Excerpts from a point labeling dataset
-*-

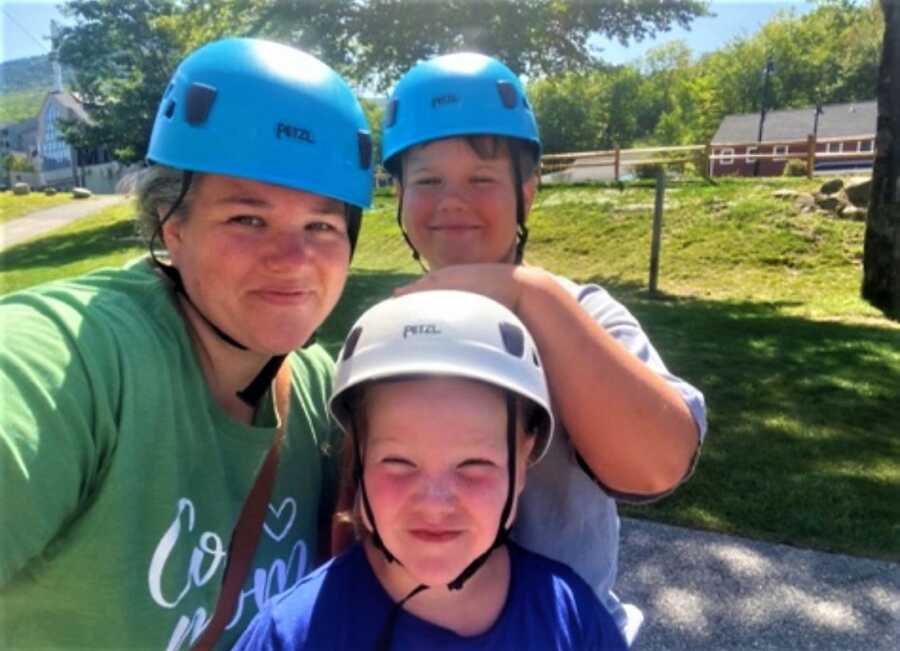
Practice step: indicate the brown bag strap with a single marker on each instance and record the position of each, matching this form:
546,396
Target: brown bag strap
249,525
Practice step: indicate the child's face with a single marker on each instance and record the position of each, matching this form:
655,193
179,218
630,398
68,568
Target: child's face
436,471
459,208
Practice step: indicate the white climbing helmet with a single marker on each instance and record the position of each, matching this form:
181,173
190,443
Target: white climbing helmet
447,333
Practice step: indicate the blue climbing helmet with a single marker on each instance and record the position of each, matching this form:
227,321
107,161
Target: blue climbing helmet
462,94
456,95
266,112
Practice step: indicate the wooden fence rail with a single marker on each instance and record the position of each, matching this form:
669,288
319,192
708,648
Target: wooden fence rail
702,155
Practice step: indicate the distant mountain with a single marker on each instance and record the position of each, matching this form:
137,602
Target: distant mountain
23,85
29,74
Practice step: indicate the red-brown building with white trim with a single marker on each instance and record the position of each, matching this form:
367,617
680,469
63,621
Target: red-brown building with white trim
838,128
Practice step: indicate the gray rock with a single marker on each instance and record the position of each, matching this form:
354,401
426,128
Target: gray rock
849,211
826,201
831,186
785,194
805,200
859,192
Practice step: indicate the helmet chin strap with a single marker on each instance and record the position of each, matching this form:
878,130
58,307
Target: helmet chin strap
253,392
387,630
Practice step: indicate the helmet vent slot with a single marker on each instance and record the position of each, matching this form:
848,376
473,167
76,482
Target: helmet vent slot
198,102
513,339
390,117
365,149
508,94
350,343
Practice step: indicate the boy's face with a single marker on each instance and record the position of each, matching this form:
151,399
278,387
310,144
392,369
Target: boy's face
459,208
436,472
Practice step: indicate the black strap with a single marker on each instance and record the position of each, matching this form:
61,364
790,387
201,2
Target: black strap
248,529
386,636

-*-

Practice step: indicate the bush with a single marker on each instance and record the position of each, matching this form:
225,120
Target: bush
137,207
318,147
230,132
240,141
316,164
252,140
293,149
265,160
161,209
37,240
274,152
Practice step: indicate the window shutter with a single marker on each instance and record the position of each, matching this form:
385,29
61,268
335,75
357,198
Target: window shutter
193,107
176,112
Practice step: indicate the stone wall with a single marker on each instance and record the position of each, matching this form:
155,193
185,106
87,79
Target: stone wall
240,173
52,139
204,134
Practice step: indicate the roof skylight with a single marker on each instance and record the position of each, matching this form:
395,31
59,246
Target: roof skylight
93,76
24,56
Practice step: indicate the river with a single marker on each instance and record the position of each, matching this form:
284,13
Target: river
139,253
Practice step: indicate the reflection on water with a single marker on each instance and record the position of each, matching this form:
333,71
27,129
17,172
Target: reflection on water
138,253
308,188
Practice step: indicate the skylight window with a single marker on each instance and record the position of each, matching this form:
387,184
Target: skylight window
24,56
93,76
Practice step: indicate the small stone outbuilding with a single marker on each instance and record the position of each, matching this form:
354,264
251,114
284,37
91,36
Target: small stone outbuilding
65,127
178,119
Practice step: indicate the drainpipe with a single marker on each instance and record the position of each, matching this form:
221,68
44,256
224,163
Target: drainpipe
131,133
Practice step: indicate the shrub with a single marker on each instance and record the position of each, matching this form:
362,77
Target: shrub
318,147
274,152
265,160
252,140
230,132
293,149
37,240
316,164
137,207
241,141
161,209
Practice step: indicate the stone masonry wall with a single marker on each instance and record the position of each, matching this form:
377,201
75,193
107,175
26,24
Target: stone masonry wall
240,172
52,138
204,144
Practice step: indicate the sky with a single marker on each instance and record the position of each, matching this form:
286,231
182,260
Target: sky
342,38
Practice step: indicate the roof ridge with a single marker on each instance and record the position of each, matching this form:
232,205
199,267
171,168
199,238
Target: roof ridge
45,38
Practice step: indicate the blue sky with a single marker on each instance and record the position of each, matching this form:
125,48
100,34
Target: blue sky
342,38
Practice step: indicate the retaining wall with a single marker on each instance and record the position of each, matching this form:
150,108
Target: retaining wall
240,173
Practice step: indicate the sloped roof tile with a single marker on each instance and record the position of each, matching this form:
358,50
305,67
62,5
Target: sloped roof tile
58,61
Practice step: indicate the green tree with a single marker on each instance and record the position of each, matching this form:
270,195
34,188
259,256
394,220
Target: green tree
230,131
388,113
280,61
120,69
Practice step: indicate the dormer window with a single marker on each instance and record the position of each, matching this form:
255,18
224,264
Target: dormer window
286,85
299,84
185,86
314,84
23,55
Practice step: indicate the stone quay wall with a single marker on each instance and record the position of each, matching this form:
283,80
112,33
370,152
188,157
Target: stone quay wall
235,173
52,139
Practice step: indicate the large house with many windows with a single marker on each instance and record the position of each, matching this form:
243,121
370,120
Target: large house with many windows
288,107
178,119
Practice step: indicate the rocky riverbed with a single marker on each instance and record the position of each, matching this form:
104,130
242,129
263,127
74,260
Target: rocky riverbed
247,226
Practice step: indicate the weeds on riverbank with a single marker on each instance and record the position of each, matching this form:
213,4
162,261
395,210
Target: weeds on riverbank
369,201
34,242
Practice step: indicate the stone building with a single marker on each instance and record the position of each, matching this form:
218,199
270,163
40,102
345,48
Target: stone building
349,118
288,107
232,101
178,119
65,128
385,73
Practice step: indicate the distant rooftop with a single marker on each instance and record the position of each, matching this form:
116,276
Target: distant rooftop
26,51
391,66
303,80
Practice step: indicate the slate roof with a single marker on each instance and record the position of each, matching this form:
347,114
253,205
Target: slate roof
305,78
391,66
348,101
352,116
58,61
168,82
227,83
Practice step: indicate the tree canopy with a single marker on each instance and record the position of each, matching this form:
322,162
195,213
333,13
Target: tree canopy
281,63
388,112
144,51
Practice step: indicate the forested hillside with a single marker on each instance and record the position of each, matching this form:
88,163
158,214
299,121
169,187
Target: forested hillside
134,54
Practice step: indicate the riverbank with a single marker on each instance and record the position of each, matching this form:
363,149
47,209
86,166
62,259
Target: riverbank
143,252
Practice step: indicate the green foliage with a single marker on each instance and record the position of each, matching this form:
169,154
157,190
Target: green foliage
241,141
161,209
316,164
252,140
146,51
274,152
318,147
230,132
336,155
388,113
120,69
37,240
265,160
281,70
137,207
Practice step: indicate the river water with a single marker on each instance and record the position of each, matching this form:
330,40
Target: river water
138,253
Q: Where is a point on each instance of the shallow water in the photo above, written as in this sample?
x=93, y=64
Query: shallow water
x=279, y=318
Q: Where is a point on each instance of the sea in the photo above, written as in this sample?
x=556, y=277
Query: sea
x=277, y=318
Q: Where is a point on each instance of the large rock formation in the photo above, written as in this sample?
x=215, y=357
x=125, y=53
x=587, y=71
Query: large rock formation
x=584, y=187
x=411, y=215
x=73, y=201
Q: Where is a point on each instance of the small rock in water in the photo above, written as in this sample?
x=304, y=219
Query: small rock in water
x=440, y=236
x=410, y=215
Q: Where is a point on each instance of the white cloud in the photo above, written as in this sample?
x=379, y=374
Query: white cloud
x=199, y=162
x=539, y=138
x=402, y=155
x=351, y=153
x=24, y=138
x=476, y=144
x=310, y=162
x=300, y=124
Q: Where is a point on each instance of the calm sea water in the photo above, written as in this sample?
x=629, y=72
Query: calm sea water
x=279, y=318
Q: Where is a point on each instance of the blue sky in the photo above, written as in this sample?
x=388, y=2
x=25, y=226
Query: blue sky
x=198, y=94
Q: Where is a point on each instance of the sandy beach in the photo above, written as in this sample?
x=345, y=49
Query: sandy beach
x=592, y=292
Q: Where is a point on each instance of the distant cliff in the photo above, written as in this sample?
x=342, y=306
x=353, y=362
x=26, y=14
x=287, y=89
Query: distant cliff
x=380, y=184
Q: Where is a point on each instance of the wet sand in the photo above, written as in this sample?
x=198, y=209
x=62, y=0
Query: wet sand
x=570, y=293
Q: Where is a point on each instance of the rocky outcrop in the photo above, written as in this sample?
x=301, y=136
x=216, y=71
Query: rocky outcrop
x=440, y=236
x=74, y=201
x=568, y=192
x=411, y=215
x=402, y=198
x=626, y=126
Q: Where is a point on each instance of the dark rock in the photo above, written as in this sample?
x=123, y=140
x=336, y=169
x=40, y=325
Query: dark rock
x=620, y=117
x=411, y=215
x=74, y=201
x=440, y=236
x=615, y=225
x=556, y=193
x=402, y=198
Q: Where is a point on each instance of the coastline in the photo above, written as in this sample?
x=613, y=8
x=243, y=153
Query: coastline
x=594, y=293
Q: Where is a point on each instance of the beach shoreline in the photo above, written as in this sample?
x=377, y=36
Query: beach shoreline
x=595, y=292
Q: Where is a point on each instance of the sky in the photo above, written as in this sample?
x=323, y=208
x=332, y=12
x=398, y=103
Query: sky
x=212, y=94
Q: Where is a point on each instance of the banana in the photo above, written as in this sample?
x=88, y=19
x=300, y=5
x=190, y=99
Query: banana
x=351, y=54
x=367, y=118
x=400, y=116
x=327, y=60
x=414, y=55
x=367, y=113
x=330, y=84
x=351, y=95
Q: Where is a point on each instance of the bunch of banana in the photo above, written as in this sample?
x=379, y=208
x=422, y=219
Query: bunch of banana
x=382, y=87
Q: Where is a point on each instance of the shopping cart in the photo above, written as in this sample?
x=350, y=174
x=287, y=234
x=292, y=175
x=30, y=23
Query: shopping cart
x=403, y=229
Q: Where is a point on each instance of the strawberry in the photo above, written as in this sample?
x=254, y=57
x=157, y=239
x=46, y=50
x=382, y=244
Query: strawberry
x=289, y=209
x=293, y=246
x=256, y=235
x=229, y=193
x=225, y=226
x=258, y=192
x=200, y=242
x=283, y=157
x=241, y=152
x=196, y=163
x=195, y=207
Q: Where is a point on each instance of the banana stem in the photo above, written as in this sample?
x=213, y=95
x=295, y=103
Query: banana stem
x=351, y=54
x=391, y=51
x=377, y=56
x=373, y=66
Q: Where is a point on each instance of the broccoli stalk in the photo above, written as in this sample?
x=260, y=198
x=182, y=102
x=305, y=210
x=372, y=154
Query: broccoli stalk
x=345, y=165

-*-

Prompt: Please reproduce everything from the line containing "Q: Where is a point on each instance of the coastline" down to the line containing "x=382, y=87", including both of those lines.

Full response:
Q: Where is a point on each instance of the coastline in the photo above, written as in this sample?
x=613, y=8
x=243, y=153
Query: coastline
x=594, y=293
Q: Where is a point on each instance of the beach shoreline in the photo above, written as in this sample?
x=377, y=36
Query: beach shoreline
x=595, y=292
Q: Where is a point on each instance of the sky in the photo above, written as in this sample?
x=323, y=208
x=332, y=12
x=398, y=103
Query: sky
x=212, y=94
Q: Where is a point on each instance of the banana in the photo above, written as in this sample?
x=88, y=19
x=300, y=5
x=190, y=99
Query: banana
x=351, y=54
x=367, y=118
x=400, y=116
x=327, y=60
x=414, y=55
x=367, y=113
x=330, y=84
x=351, y=95
Q: Where is a point on each instance of the bunch of banana in the photo above, written as in this sample?
x=379, y=208
x=422, y=219
Query: bunch of banana
x=382, y=87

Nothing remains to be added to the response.